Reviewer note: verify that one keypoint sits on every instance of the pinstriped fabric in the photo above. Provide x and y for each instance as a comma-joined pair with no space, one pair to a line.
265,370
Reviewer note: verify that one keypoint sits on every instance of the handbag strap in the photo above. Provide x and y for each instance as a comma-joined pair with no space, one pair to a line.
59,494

...

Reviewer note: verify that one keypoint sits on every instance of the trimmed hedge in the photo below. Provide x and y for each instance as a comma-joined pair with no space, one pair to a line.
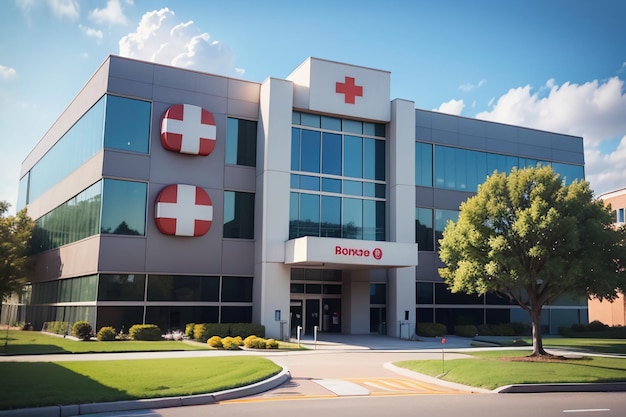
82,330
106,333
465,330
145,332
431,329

* * *

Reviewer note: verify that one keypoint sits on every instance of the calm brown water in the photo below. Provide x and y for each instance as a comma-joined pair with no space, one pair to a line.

Work to be completed: Which lines in the entries above contain the string "keypoint"? Report each of those lines in full.

Written solution:
Reviewer note: verify that one keypoint sits on every instance of the pinstriped fabric in the photo above. Provide x and y for each instance as a comma-joined pair with no space, one pair to a line.
Reviewer note: verify that one keypoint sits on every instance of the handbag strap in the photo above. Provide x and y for each instance as a comma-joined pair with no space, one pair to a line.
Reviewer note: verify that one keypoint sits on every instance of the trimmed hedge in the photo below. Provide x and y for each instance as a comma-joined pair with no space, one pair to a line.
Reviewer note: verify that one keypoint sits on every instance of the calm brown water in the photo below. Provide x and y for each instance as a comma-joined pair with no space, one pair to a line.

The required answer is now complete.